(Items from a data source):
*-*-*

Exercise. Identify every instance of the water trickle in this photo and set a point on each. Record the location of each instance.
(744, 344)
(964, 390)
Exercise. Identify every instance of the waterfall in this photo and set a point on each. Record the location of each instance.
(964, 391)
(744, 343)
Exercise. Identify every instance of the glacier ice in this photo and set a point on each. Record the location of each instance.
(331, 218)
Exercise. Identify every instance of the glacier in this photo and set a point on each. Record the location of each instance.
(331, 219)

*-*-*

(INSTRUCTIONS TO FOLLOW):
Character for character, reproduce all of the lines above.

(SOLUTION FOR THIS TASK):
Exercise. Identify every instance of the water trickle in this photo and set a point on each. Record the location of each instance.
(744, 344)
(964, 390)
Exercise. Identify every instance of the waterfall in this photo and set a point on each. Record the location of each instance.
(964, 391)
(744, 343)
Exercise. Identify every instance of the glacier ice in this photo and set a point on each. Record the location of each instance.
(331, 218)
Exercise. Identify every instance of the glacier in this photo and set a point on each. Record the location of each instance.
(331, 219)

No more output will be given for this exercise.